# Email marketing Campaign Suggestion



## kumarudaya (Apr 12, 2010)

*Hi every one i would like to share email marketing campaign types
*

*Direct Email Marketing*

Direct email marketing is nothing but, sending emails to lot of peoples in order to market your products and services, to invite visitors and to make them into buyers.
*Email news letters*

This type of email marketing involves sending emails to existing customers to build or renew the customer relationship, and main thing is to informing customers about your new products and services. Nothing but your making customer up to date. 
*Publishing advertising on others people email*

This is very effective step in email marketing, which involves displaying advertisement in others mail, here you will get spam free email address list, it’s all trusted email address or opt email list because it provides huge potential results.


----------



## jiarby (Feb 8, 2007)

It is all SPAM when it hits my inbox. You may get deals from .5% but piss off 99.5% of everyone else.


----------



## kumarudaya (Apr 12, 2010)

i have no idea of that 

anyway thanks


----------



## charles95405 (Feb 1, 2007)

agree with jiarby... first I have never purchased anything as a result of an unsolicited email...and when I get one....poof ..into the spam box


----------



## PositiveDave (Dec 1, 2008)

I don't think that an advert on someone else's email would be spam per se, it would probably depend on the size & obtrusiveness of the ad. After all yahoo & google put little links on their free email accounts.
Ads work best when targetted, i.e. sent to people who are already interested in your product area and this doesn't seem to deliver?


----------



## [email protected] (Sep 28, 2009)

this is just electronic telemarketing. Creates the opposite of desired effect. Best to build list of opt in slowly to send out semi personalized offers of value.
this is the proverbial ****-against-the wall approach...except now the wall has protection


----------



## taricp35 (Dec 10, 2008)

Spam when it hits my box also. I hate when they send unsolicited email. I even hate when companies that I previously purchased from send me email I did not ask for. Let me choose whether I want email from you, not just throw it at me.


----------



## designnbuy (Jan 1, 2010)

Email Marketing used to be a very effective method for online marketing. But now this process does not work well as most of the people don't even open such type of emails and directly send them to trash folder. People mainly consider them as spam.


----------



## gearbranders (Oct 16, 2009)

Most email marketing I ignore, but there are some companies from which I am truly interested in receiving their emails. The key difference is that I signed up to receive email from them, so it doesn't annoy me and I'm more likely to actually read what they email me.

For example, I get email from several garment suppliers with their specials for the week. That's good email marketing because it's something I volunteered to receive and it's something I'm interested in seeing.


----------



## abchung (Jul 16, 2009)

I will only read it if I gave approval to the person/company. For example: when they have special deals. But if they send too much too often I get sick of it and treat them as spams.


----------

_Work instructions:_
[A] In the email marketing thread, rewrite the paragraph beginning "Most email marketing I ignore" more briefly, keeping its main points.
[B] Answer these from the email marketing thread:
(i) Which two companies put little links on their free email accounts, according to PositiveDave?
(ii) Where do most people send marketing emails, according to designnbuy?
(iii) What does abchung do when a company sends too much too often?
[C] From the email marketing thread, return the stretch from "This is very" through "(Feb 8, 2007)".

_Provided information:_
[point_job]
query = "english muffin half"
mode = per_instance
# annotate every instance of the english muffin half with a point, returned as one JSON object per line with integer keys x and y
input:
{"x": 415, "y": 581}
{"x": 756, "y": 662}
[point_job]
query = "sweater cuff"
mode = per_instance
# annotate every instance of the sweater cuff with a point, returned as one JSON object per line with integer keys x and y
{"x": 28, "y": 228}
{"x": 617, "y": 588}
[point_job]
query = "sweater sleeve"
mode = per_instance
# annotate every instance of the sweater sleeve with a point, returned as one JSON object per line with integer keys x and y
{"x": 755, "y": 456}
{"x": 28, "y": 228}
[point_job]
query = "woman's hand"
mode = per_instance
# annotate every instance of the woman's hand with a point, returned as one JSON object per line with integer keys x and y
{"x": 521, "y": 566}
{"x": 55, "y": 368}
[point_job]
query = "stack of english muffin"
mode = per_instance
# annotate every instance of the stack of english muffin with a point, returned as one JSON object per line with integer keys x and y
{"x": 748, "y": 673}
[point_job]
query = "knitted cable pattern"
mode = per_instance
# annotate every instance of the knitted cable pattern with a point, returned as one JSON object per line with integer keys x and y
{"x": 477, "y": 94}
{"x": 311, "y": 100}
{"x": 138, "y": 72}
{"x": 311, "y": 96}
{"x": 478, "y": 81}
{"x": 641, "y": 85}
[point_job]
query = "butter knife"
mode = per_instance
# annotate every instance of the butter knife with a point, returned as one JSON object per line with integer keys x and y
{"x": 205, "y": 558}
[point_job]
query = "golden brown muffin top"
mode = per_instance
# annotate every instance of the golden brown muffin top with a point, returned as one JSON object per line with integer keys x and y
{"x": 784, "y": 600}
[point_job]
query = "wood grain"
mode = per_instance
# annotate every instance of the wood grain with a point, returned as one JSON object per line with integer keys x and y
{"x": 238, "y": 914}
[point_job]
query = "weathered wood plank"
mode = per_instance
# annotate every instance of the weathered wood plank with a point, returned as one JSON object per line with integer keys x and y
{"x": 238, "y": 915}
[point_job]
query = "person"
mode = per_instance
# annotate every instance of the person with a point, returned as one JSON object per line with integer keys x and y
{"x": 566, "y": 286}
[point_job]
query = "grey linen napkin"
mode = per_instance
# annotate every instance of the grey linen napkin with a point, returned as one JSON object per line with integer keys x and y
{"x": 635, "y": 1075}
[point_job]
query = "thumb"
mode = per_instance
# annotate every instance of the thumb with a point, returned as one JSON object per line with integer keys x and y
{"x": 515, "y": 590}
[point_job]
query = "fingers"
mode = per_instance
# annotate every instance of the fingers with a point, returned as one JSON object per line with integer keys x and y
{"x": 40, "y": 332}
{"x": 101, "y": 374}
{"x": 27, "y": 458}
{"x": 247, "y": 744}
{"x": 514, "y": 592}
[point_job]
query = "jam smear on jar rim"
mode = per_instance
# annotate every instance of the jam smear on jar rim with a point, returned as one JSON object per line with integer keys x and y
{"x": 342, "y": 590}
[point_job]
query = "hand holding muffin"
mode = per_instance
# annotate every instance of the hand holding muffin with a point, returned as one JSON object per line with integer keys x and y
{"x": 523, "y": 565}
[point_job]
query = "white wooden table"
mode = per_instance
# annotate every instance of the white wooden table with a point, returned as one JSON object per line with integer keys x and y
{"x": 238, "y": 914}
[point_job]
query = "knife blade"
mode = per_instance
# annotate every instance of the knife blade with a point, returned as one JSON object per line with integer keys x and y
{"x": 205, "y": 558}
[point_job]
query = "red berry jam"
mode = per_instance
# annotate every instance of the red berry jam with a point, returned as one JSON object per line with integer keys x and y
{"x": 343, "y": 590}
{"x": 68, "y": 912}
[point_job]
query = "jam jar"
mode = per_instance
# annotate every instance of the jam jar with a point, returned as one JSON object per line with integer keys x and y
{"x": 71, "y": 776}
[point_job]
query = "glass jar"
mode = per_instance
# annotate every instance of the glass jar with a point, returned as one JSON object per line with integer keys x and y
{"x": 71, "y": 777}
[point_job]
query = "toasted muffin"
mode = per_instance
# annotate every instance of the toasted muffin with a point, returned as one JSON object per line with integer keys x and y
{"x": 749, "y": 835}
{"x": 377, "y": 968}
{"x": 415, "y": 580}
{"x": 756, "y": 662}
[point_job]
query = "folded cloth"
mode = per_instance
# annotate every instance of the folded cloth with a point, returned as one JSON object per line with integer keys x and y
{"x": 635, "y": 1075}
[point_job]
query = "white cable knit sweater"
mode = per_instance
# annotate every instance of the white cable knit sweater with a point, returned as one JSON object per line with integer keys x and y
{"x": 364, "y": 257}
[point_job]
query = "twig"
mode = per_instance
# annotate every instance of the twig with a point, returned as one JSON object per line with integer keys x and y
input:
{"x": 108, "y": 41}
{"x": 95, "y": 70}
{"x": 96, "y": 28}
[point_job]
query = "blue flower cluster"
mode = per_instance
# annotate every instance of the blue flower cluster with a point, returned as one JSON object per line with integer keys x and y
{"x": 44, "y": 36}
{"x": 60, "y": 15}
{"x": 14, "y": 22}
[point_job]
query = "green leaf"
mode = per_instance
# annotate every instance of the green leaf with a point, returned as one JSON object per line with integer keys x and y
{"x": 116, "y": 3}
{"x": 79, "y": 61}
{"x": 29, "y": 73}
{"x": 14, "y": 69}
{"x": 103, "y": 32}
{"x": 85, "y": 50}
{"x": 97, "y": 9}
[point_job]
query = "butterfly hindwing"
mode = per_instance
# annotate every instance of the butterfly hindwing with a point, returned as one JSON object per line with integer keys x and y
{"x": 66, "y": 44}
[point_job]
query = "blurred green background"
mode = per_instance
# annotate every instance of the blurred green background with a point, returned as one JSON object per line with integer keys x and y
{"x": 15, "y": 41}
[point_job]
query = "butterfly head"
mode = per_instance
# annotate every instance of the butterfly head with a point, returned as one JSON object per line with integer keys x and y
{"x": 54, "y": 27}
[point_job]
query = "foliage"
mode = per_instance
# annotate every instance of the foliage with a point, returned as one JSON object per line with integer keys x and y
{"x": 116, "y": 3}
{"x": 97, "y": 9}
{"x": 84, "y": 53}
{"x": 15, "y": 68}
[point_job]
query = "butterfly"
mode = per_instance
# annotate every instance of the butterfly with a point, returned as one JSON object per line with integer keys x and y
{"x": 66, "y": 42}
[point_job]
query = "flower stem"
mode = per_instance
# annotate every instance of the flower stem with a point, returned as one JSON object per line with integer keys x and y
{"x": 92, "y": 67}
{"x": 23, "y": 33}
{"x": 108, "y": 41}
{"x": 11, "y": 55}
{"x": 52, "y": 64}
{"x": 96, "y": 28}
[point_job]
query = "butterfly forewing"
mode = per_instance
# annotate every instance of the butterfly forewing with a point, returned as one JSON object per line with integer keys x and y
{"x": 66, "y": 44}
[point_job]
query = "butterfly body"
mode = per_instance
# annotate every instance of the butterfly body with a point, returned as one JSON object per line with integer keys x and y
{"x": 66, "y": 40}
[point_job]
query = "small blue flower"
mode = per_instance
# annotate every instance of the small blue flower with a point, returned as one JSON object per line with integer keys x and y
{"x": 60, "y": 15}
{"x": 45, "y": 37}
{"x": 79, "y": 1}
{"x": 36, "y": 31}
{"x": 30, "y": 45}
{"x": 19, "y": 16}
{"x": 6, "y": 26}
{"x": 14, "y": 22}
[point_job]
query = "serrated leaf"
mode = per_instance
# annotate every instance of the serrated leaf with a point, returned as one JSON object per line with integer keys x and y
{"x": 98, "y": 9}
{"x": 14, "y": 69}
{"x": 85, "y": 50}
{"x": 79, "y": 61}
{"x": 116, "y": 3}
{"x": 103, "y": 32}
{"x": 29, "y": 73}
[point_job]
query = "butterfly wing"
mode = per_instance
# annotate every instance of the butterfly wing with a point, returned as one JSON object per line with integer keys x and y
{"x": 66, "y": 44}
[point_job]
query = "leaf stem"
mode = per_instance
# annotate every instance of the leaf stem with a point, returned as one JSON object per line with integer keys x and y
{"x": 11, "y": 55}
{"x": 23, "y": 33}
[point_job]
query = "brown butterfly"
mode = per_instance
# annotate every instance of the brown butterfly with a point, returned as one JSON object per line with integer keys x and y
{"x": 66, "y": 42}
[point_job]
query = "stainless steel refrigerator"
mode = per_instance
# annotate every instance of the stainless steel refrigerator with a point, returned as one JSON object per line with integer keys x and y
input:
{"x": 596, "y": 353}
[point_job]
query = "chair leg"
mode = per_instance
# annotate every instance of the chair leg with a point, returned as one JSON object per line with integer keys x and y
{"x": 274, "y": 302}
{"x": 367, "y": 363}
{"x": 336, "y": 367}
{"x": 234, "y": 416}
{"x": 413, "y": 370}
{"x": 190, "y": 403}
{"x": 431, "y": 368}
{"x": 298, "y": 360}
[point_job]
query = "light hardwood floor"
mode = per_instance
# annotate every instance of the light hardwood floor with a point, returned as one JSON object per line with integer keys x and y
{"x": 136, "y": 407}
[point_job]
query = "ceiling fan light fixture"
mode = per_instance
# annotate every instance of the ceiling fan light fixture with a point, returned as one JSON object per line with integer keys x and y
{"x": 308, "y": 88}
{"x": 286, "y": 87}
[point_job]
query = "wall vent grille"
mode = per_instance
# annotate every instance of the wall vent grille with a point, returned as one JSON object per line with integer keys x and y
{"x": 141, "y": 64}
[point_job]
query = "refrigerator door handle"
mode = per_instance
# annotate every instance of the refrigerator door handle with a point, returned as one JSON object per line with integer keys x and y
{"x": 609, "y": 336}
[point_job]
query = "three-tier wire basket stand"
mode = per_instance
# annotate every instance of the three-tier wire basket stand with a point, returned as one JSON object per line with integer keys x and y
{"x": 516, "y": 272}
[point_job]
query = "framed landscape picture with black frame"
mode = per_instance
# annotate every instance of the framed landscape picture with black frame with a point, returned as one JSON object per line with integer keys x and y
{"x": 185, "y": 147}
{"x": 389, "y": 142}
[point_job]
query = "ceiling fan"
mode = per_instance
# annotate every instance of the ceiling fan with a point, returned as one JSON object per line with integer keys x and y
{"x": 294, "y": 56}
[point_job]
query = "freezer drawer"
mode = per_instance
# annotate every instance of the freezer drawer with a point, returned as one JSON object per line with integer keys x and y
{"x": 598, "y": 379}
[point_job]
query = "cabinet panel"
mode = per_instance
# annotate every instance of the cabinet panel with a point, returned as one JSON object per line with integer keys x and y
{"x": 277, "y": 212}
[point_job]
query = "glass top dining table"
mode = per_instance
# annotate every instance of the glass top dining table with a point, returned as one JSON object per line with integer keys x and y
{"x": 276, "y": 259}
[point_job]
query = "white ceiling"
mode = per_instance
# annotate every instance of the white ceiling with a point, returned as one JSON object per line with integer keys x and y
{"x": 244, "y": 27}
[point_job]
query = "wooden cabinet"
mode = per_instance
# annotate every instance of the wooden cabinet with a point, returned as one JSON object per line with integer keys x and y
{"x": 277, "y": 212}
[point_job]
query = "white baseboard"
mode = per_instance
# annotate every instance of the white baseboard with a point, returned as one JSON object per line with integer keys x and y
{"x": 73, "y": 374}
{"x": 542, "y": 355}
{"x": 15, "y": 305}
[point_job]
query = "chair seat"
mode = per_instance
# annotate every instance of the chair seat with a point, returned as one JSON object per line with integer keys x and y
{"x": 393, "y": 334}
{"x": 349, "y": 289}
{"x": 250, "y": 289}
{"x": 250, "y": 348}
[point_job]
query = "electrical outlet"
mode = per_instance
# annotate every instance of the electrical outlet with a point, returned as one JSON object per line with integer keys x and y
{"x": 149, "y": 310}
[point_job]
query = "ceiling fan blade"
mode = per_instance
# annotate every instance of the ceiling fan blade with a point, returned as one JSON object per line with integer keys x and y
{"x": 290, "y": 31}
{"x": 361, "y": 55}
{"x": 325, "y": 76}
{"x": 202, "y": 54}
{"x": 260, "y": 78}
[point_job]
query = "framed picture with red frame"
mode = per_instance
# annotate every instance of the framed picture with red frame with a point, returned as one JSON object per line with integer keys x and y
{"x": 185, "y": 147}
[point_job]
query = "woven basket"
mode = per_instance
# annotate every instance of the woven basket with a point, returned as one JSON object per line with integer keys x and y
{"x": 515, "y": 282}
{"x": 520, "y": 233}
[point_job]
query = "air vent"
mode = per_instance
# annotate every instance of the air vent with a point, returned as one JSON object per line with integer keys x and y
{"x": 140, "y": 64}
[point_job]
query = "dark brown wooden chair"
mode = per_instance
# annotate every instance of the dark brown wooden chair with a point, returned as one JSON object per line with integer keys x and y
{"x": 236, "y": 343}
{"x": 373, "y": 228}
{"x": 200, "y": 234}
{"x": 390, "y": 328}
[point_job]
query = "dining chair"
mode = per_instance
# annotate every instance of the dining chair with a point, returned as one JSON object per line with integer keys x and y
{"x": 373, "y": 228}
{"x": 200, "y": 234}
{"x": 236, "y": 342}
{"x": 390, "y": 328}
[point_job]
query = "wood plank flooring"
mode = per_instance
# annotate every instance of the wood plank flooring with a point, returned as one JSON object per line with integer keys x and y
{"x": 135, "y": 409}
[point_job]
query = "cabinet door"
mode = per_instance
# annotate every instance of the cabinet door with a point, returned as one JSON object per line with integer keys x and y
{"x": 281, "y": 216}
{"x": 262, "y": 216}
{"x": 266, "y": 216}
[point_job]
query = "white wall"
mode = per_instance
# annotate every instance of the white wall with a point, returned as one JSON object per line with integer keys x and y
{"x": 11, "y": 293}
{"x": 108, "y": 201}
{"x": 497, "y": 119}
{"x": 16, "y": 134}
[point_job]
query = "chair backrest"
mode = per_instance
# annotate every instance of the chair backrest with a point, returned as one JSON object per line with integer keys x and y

_Solution set:_
[A] I ignore most email marketing, except from companies I truly want to hear from. Because I signed up for those emails, they don't annoy me and I'm more likely to read them.

[B]
(i) Yahoo and Google.
(ii) Directly to the trash folder.
(iii) Gets sick of it and treats those emails as spam.

[C]
This is very effective step in email marketing, which involves displaying advertisement in others mail, here you will get spam free email address list, it’s all trusted email address or opt email list because it provides huge potential results.


----------



## jiarby (Feb 8, 2007)